> [Work instructions]:
1. In the news report on SPLM-IO officials being blocked from traveling to Uganda, who was the armed opposition's head of information and public relations?
2. Continue the news report on SPLM-IO officials being blocked from traveling to Uganda, starting after its last sentence.

> [Source extract]:

S. Sudan blocks SPLM-IO officials from traveling to Uganda
January 25, 2016 (JUBA) – A number of senior South Sudan armed opposition (SPLM-IO) officials were on Monday blocked by national security operatives from joining their leader, Riek Machar in Kampala, Uganda.
Authorities gave no explanations, prompting lots of condemnations.
By order of the director of the internal security service some SPLM-IO officials including its secretary general, Dhieu Mathok Diing Wol, and chairman of national committee for federal affairs, Ramadan Hassan Laku, were prevented from travelling to Kampala at Juba airport on Monday .
The armed opposition’s head of information and public relations, Mabior Garang de Mabior, said the actions taken by security operatives were uncalled since none of their members was a prisoner or a political detainee.
According to Mabior, the SPLM-IO advance team was within the government controlled area to show their commitment to the implementation of a peace deal signed with government in August 2015.
“The leadership of the SPLM/SPLA in Opposition strongly condemns the oppressive tendencies of the national security of the republic of South Sudan. The director general of internal security bureau has on several occasions impeded movements of the advance team of the SPLM/SPLA-IO on dubious grounds”, he said in a statement issued Monday.
He said the director general of the internal security bureau on 19 January blocked members of the group from travelling to Nairobi, Kenya, for a medical trip, and a week later stopped members of the SPLM-IO from travelling to a join their chairman, who is on a peace mission to Kampala.

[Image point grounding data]
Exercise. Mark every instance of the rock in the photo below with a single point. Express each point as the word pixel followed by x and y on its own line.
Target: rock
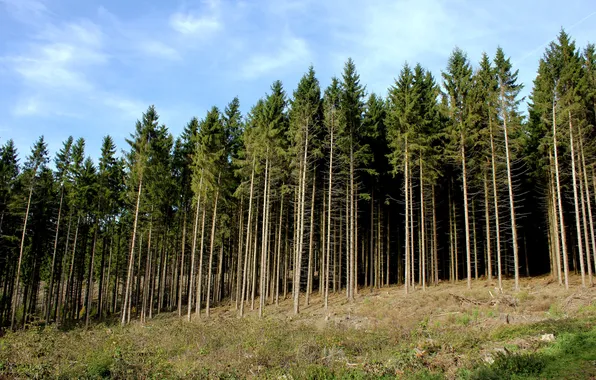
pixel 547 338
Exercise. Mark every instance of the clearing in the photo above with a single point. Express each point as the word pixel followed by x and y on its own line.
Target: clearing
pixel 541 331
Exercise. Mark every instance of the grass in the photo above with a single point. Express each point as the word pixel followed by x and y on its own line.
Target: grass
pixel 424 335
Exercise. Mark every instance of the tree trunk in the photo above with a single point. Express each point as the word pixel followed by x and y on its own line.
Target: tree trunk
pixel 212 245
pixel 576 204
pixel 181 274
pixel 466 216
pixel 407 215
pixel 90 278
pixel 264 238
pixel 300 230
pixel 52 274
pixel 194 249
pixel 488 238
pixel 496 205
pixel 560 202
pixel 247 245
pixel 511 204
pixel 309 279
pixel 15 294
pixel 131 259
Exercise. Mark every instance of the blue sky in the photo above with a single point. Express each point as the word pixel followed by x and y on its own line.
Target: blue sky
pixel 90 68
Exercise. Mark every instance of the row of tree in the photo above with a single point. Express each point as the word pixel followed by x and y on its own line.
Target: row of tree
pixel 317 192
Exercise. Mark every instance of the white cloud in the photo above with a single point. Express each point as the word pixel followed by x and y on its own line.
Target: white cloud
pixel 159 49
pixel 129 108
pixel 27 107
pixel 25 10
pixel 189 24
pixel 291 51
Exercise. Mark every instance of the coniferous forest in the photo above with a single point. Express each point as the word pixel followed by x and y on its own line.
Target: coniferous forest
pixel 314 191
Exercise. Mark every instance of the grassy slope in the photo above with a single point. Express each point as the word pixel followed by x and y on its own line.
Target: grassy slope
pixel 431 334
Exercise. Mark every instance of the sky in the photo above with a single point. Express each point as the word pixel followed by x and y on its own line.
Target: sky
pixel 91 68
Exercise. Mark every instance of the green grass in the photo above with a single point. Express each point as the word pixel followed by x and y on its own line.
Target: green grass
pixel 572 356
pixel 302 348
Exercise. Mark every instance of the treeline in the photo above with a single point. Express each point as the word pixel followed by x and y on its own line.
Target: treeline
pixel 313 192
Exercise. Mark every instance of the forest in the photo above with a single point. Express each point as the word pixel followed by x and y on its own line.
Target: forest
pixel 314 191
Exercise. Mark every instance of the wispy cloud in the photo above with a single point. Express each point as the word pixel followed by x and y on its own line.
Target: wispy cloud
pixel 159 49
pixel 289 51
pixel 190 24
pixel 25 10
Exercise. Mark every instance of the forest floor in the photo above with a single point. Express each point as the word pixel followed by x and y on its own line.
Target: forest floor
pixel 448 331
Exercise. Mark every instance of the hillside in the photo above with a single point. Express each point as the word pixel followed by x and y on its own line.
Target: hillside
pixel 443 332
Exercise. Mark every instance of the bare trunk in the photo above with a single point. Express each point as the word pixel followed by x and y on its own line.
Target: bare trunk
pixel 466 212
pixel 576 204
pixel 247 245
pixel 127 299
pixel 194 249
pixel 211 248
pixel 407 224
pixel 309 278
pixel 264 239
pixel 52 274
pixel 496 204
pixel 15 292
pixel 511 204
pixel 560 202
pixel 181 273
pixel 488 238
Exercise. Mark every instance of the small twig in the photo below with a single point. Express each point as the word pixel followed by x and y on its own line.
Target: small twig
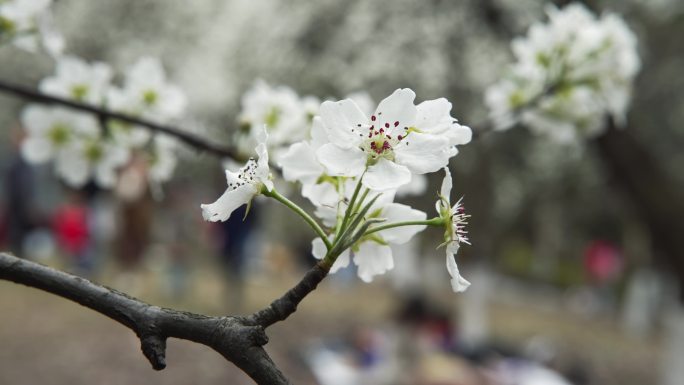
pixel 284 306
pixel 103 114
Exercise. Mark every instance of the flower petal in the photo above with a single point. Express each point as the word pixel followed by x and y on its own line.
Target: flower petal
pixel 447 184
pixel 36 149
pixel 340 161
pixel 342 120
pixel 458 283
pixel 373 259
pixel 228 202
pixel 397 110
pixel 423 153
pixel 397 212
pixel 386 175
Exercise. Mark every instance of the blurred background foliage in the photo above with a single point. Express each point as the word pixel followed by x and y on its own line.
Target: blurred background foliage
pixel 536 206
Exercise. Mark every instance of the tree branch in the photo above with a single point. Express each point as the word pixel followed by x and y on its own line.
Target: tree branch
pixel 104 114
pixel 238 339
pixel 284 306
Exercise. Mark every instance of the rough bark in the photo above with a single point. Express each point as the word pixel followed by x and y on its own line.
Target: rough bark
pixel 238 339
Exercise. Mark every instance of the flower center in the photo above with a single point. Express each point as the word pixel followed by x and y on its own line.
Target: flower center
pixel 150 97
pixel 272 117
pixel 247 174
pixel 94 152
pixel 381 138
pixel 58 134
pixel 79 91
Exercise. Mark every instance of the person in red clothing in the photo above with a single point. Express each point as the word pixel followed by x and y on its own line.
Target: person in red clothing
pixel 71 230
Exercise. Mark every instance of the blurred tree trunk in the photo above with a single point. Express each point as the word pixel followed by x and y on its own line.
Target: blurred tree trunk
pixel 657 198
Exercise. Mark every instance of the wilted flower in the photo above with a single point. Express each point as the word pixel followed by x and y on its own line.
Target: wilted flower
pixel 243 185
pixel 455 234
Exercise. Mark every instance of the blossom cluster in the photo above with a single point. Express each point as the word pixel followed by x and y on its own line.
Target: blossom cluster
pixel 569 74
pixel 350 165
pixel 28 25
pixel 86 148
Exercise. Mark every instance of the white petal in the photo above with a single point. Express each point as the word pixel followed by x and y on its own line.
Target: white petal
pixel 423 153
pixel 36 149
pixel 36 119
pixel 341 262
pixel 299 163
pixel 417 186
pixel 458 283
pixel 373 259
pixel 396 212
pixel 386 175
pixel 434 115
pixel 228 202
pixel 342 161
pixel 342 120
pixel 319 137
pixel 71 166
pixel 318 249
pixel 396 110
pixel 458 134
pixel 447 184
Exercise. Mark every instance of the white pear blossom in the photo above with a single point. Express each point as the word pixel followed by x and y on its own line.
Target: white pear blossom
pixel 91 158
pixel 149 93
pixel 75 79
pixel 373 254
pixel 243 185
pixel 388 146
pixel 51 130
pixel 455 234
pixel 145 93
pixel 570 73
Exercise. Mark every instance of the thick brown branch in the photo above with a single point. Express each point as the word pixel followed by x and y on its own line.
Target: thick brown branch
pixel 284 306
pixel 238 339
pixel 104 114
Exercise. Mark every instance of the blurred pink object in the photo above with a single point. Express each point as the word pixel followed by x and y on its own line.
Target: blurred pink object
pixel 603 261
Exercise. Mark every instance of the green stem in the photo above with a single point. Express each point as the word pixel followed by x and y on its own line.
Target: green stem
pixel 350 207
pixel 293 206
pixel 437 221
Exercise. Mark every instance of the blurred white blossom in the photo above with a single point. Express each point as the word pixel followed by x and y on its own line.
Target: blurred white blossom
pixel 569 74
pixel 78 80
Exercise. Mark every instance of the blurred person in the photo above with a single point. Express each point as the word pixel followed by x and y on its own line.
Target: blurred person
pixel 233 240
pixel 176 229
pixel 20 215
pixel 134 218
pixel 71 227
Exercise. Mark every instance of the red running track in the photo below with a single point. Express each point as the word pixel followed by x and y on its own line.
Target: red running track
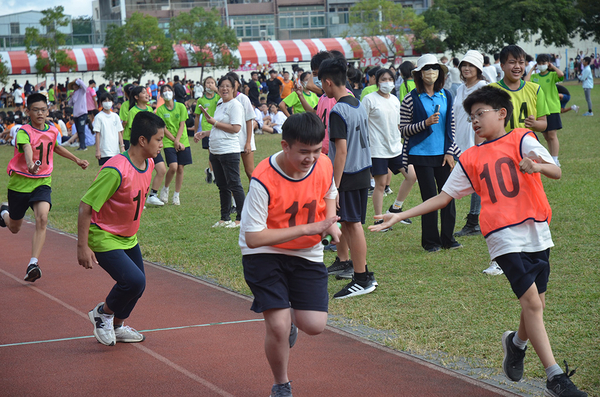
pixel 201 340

> [Activity answers]:
1. Mabior Garang de Mabior.

2.
The leadership of the SPLM-IO, Mabior said, calls on the president to control those within his government who making peace efforts difficult.
Members of the SPLM-IO advanced team are in Juba to implement the agreement on the resolution of the conflict in South Sudan (ARICSS).
“We are not prisoners of war or political detainees”, said Mabior, vowing to ensure a complaint is filed to the Joint Monitoring and Evaluation Commission (JMEC).
Machar left the Ethiopian capital, Addis Ababa for Kampala on Sunday to meet Uganda’s Yoweri Museveni to seek help from the latter with regard to outstanding issues in the implementation of the nation’s peace agreement.
He said Uganda, which was part of the conflict, has lately been playing an important role for the two conflicting parties to reach crucial agreements.
Machar said he believed Kampala will play a crucial role with regard to the existing misunderstanding on the 28 states, a decree which has become an emerging challenge threatening the implementation of the peace deal.